List the four possibilities for photo dates that the forum post below sets out.

▶ **GIVEN TEXT**
------
Developing a strategy for unknown or imprecise dates

Started by dcb, August 04, 2013, 05:14:01 AM

Previous topic - Next topic

dcb

As the good Doctor is known to say, "it's more like a big ball of wibbly wobbly... time-y wimey... stuff." And that's the problem with IMatch 5's new timeline view. It expects the date and time of a photo to be somehow known and precise. This is not the fault of IMatch in any way. It is caused by a set of standards that don't account for imprecise or unknown dates.

For this conversation I will make some simplifications. When I say "inside the photo" take as read I mean the image file or XMP sidecar or something else as appropriate.

A real quick background

If you're unaware, digital cameras store the date and time a photo was taken and store that information inside the photo file itself. When that happens (assuming the clock in the camera is correct) the IMatch 5 timeline works perfectly.

A scanner will use the time the photo is scanned. IMatch 5 will place it in the timeline according to the scan date. If you're expecting the timeline to be a calendar representation of photo dates then you will be disappointed. It's more a timeline of file creation dates.

The four possibilities for photo dates


  • You know the date and time and it is correct. Do nothing.
  • You know the date and time and it is incorrect. Change it using the metadata panel in IMatch. The timeline will adjust accordingly.
  • You know approximately when the photo was taken. You can be quite precise about the date, probably not about the time. Your best guess might be the day or the more imprecise month, season, year, or decade.
  • The date is unknown. You have no idea at all other than knowing it was after the invention of the camera!

Items 3 and 4 are problematic for IMatch. The ISO 8601 standard for dates and times assume what you know is accurate. There are two parts to the problem. The first is recording what you think the date is, and the second flagging that in some way.
------
▶ **DATASET SECTION**
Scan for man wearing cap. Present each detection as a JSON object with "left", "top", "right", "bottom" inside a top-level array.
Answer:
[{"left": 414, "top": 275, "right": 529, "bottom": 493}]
------
▶ **FULL RESPONSE**
1. You know the date and time, and it is correct.
2. You know the date and time, and it is incorrect.
3. You know approximately when the photo was taken.
4. The date is unknown.